PASSAGE FOR REVIEW section start

The Maglev Cobra is a Brazilian maglev train, which was developed at UFRJ (Federal University of Rio de Janeiro) by Coppe (Instituto Alberto Luiz Coimbra for Graduate Studies and Research in Engineering) and by the Polytechnic School through the LASUP (Laboratory of Applications of Superconductors).

The Brazilian train, like the German maglev, floats on the tracks, having friction only with the air during its displacement. It is based on levitation by superconductivity (which means its floor needs to be fueled with liquid nitrogen), moving without friction with the ground through a short primary linear motor, thereby avoiding greenhouse gas emissions, and noise pollution.

==Overview==
The prototype was presented in 2009 by the professor who created the project, Richard Stephen, which consisted of creating the first route within the university, and a module (wagon) with capacity for 28 people that would travel at 30 km/h.

In 2018, the test line was being operated in the testing phase in a 200-meter stretch, on the premises of the University City of UFRJ, connecting two buildings of the Technological Center and transporting more than a thousand students everyday, on a one minute and a half journey. Having successfully completed the testing phase, the University has issued an application for international certification and is awaiting the result of its approval to begin with its industrial production.

In 2020, the COVID-19 pandemic ended up making it difficult for UFRJ to search for partners in order to enable the expansion of Maglev, the project that could be a cheaper and more sustainable option for public transport is currently abandoned in Rio de Janeiro, due to lack of investments.

In 2024 the project was resumed, with a new prototype vehicle made by the brazilian company Aerom, responsible for the GRU Airport People Mover and the Metro-Airport Connection. The new vehicle was received in March 2024 and did its first dynamic tests in November that year.

==Superconductivity-based levitation==

Its levitation occurs due to a superconducting ceramic plate which is cooled with nitrogen and, when approaching magnetized rails by means of magnets – made from an alloy of neodymium (Nd), iron (Fe) and boron (B) –, it causes the effect of levitation. The researchers carry out bench tests with the isolated components, including a module that was able to support the weight of six adults, to then assemble the vehicle and test all the interconnected components.

PASSAGE FOR REVIEW section end

■ **WHAT THIS EXERCISE ASKS**
a) Reproduce the part of the Maglev Cobra text between "In 2020, the" and "lack of investments.", inclusive.
b) According to the Maglev Cobra text, how many people could the module in the 2009 prototype carry?
The records that come next have no connection to the Maglev Cobra text.

DATA SECTION section start

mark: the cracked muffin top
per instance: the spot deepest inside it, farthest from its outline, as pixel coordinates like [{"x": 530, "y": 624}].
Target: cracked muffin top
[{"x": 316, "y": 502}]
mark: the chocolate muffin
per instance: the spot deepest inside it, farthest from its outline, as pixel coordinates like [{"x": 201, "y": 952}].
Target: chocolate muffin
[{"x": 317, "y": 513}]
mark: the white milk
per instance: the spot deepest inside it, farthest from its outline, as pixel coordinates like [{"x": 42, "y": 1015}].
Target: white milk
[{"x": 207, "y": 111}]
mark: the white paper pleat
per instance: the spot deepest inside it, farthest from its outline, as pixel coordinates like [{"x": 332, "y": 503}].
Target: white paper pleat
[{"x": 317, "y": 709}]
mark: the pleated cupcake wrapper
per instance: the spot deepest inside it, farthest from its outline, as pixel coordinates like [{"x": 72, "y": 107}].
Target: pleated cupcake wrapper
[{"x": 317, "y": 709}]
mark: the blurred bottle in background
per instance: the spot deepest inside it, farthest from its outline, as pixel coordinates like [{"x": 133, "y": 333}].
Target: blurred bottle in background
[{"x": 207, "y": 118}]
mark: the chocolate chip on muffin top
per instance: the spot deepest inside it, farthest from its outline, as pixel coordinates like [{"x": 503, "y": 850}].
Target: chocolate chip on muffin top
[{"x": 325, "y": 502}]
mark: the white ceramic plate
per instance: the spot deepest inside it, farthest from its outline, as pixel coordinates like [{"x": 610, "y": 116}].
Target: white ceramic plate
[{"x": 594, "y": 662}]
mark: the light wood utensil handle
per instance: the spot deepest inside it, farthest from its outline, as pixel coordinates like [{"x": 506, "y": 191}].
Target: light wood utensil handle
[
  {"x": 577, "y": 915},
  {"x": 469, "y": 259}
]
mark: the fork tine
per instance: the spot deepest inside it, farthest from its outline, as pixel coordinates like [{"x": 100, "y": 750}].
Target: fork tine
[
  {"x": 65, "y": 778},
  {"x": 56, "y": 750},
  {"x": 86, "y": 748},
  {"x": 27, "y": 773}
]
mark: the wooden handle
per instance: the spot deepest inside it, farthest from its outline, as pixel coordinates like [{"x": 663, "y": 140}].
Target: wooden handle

DATA SECTION section end

■ **SOLUTIONS BY TASK**
a)
In 2020, the COVID-19 pandemic ended up making it difficult for UFRJ to search for partners in order to enable the expansion of Maglev, the project that could be a cheaper and more sustainable option for public transport is currently abandoned in Rio de Janeiro, due to lack of investments.

b) 28 people.